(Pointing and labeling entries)

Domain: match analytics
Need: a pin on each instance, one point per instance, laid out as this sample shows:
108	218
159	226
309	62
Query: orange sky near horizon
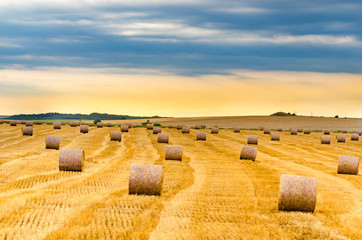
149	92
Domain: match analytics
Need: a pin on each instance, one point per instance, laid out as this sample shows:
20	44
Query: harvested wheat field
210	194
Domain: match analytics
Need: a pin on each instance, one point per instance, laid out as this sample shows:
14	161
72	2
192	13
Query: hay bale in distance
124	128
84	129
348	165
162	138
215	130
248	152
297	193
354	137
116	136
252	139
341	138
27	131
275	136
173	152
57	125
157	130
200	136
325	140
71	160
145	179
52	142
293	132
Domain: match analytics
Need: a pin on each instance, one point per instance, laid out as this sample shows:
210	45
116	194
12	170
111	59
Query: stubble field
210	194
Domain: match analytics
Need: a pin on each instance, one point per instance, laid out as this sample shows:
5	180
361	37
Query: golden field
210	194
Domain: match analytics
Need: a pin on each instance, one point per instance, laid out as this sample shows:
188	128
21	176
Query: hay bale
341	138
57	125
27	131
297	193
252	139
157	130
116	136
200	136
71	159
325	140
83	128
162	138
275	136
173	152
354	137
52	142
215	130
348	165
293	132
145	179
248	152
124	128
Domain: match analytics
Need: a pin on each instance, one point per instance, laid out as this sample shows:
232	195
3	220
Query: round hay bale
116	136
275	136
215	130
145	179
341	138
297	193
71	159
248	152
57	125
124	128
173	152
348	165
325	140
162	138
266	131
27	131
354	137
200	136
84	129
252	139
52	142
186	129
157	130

-- Written task --
Repeat the data exactly, without the pictures.

-- Response for this exercise --
Domain: match analytics
Need: a pin on each instance, one point per instance, laid out as this sample shows:
108	218
159	226
309	62
Query: orange sky near horizon
149	92
Domain: match analytics
Need: a pin on each instance, one point per instance, laid out as this sample shows:
20	44
Query: harvested wheat field
210	194
Domain: match analytics
Need: a pin on each instance, one point per instance, laid out as this sample shows:
14	161
72	2
192	13
Query: hay bale in distance
124	128
84	129
348	165
162	138
215	130
248	152
297	193
354	137
116	136
252	139
341	138
27	131
275	136
173	152
57	125
157	130
200	136
325	140
71	160
145	179
52	142
293	132
Domain: match analytics
Need: a pin on each instance, one point per instance, laid out as this sample shows:
210	45
116	194
12	170
111	59
Query: stubble field
210	194
Domain: match analytics
Need: a pin on each instance, one point per instance, laid out as this sample shows:
5	180
361	37
Query: golden field
210	194
Domain: match analytics
Need: a pin on each instance, one point per instance, laid out as this sample shows:
188	128
21	176
Query: hay bale
341	138
57	125
27	131
297	193
252	139
157	130
116	136
200	136
71	159
325	140
83	128
162	138
275	136
173	152
354	137
52	142
215	130
348	165
293	132
145	179
248	152
124	128
Domain: match analytics
Need: a pin on each instance, one point per instance, laid out as this sample shows:
232	195
3	220
Query: round hay bale
116	136
275	136
215	130
145	179
341	138
297	193
71	159
248	152
57	125
124	128
173	152
348	165
325	140
162	138
266	131
27	131
354	137
200	136
84	129
252	139
52	142
186	129
157	130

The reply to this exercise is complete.